STATED EXERCISE:
Please copy each of the entries below word for word, changing nothing in any line.

PROVIDED RECORDS:
◆ ◆ ◆
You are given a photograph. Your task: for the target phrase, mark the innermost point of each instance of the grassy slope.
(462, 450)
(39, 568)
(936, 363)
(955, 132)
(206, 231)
◆ ◆ ◆
SOLUTION:
You are given a photograph. Your task: for the target phrase, mark the innermost point of each instance of the grassy slope.
(462, 450)
(39, 568)
(936, 363)
(955, 132)
(206, 231)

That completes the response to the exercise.